----- EXTRAIT DE PAGE
Le résultat contraste avec RackaRacka, la populaire chaîne YouTube qui a rendu les frangins célèbres. Le ton est plus sombre et les thèmes, d’une étonnante maturité.

Consultez la chaîne YouTube des frères Philippou

« Ce qu’on regarde est très différent de ce qu’on fait sur YouTube », révèle Michael Philippou, qui adore The Exorcist et Onibaba, et qui s’est inspiré pour l’occasion du mélange de genres qu’offrait Bong Joon-ho sur Memories of Murder. « On aime le drame, les histoires fortes et les personnages développés. Je ne pouvais m’exprimer personnellement sur ma chaîne, car je craignais de faire peur à mes fans. »

PHOTO MICHAEL BUCKNER, DEADLINE, FOURNIE PAR A24 FILMS

Danny et Michael Philippou

Ce ne sont pourtant pas eux qui ont d’abord été effrayés par ce projet. À l’origine, Talk to Me devait être produit par un studio hollywoodien et mettre en scène une actrice réputée.

« Mais nous recevions des notes d’eux et nous commencions à craindre le pire, se rappelle Michael Philippou. Et il y a toutes ces histoires qu’on a entendues de réalisateurs qui se sont fait avoir. Je ne sais pas si c’est ce qui allait arriver, mais nous ne voulions pas courir de risque. Nous nous soucions de chaque moment du film, de chaque image. Nous ne voulions surtout pas perdre le contrôle créatif. »
----------
# TRAVAIL DEMANDÉ
1 - Résumez en deux phrases l'article sur les frères Philippou.
2 - Restituez le passage de l'article sur les frères Philippou qui va de « Ce ne sont pourtant » à « une actrice réputée. ».
3 - Rédigez la suite de l'article sur les frères Philippou, à partir de sa dernière phrase.
Les données qui suivent forment un ensemble distinct de l'article.
----- DONNÉES SOURCES
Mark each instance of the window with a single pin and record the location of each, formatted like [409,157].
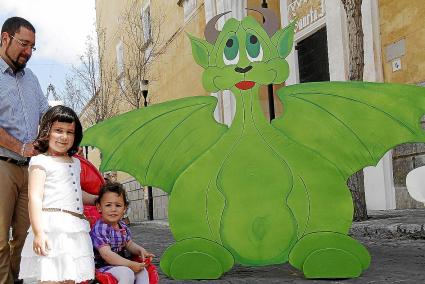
----------
# RÉPONSES OBTENUES
1 - Plus sombre et aux thèmes d'une étonnante maturité, le résultat contraste avec RackaRacka, la populaire chaîne YouTube des frères Philippou, et Michael Philippou affirme que ce qu'ils regardent, eux qui aiment le drame, les histoires fortes et les personnages développés, est très différent de ce qu'ils font sur YouTube. À l'origine, Talk to Me devait être produit par un studio hollywoodien avec une actrice réputée, mais les notes reçues leur ont fait craindre le pire, et ils ne voulaient surtout pas perdre le contrôle créatif.

2 -
Ce ne sont pourtant pas eux qui ont d’abord été effrayés par ce projet. À l’origine, Talk to Me devait être produit par un studio hollywoodien et mettre en scène une actrice réputée.

3 -
Célébrer l’intégrité

Le long métrage a donc été créé de façon indépendante, en toute liberté, avec un soin particulier apporté aux effets visuels pratiques. La grande violence est au service du propos, les moments malsains se succèdent et il n’y a rien pour altérer la vision du duo.

« Le travail de Jennifer Kent [réalisatrice australienne] nous a influencés, admet Michael Philippou, qui a œuvré avec son frère sur son saisissant long métrage The Babadook. C’est la première fois qu’on voyait un cinéaste se soucier réellement de ce qu’il faisait. Rien ni personne ne pouvait la détourner de ce qu’elle voulait. Cela nous a beaucoup inspirés. »

Les jumeaux ont insisté pour que l’actrice australienne Sophie Wilde défende le rôle principal. La comédienne de 25 ans, qui a pris part à quelques séries télévisées (dont Tom Jones et Eden), est une véritable révélation.

« Nous avons probablement perdu de l’argent en n’embauchant pas un grand nom, mais ça le valait amplement, laisse savoir Danny Philippou. Les gens ne le savent pas encore, mais Sophie est déjà une star. »

« Nous sommes fiers de la faire découvrir au reste du monde, renchérit Michael Philippou. Elle est si douée et elle peut jouer toutes les émotions… Peut-être qu’une des raisons du succès du film, c’est que les personnages sont humains et que tout le monde peut s’identifier à eux. »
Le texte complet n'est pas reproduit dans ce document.